Please repeat every record exactly, leaving out any pictures.

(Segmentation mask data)
* * * * *

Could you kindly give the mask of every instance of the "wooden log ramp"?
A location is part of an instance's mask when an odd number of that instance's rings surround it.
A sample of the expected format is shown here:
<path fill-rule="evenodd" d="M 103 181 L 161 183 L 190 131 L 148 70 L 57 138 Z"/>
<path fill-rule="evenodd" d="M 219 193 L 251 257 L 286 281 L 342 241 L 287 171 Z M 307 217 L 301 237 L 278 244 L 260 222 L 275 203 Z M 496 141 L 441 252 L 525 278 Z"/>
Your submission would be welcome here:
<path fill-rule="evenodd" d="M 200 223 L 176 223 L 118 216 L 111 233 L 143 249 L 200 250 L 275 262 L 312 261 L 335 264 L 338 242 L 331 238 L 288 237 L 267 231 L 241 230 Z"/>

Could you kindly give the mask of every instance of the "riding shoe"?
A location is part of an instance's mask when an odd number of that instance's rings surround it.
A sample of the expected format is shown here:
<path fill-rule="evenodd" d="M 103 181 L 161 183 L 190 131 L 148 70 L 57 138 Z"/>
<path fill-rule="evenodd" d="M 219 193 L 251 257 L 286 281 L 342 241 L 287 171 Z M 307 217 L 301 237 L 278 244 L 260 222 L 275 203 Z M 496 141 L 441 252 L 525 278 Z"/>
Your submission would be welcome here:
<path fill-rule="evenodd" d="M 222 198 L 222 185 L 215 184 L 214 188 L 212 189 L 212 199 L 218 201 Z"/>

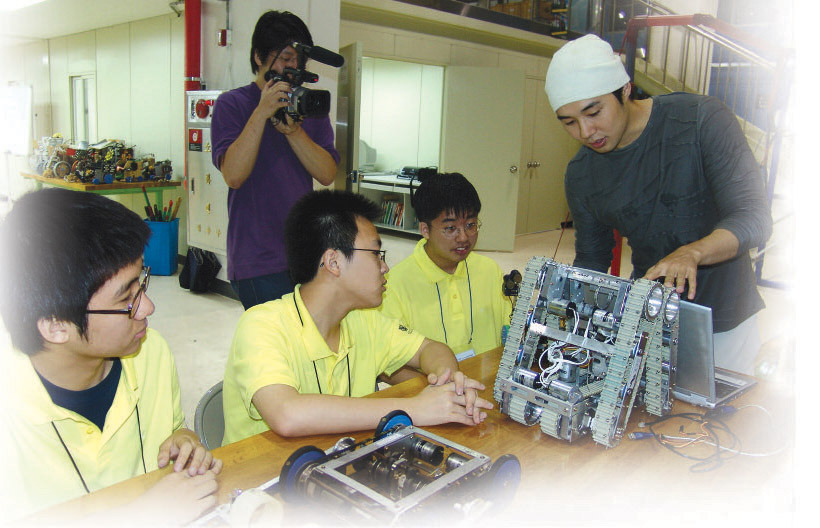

* * * * *

### Problem solution
Could you kindly give the mask of every instance of the "wooden log ramp"?
A location is part of an instance's mask when an odd number of that instance's rings surround it.
A sample of the expected format is shown here:
<path fill-rule="evenodd" d="M 103 181 L 161 183 L 190 131 L 148 70 L 57 138 Z"/>
<path fill-rule="evenodd" d="M 219 193 L 251 257 L 286 281 L 342 241 L 287 171 Z M 307 217 L 301 237 L 278 244 L 260 222 L 275 203 Z M 496 141 L 441 252 L 525 278 Z"/>
Your submission would be welcome here:
<path fill-rule="evenodd" d="M 200 223 L 176 223 L 118 216 L 111 233 L 143 249 L 200 250 L 275 262 L 312 261 L 335 264 L 338 242 L 331 238 L 288 237 L 267 231 L 241 230 Z"/>

Could you kindly give the mask of every instance of the "riding shoe"?
A location is part of an instance's mask when an odd number of that instance's rings surround it.
A sample of the expected format is shown here:
<path fill-rule="evenodd" d="M 103 181 L 161 183 L 190 131 L 148 70 L 57 138 Z"/>
<path fill-rule="evenodd" d="M 219 193 L 251 257 L 286 281 L 342 241 L 287 171 Z M 307 217 L 301 237 L 278 244 L 260 222 L 275 203 Z M 496 141 L 441 252 L 525 278 Z"/>
Your submission would be welcome here:
<path fill-rule="evenodd" d="M 222 198 L 222 185 L 215 184 L 214 188 L 212 189 L 212 199 L 218 201 Z"/>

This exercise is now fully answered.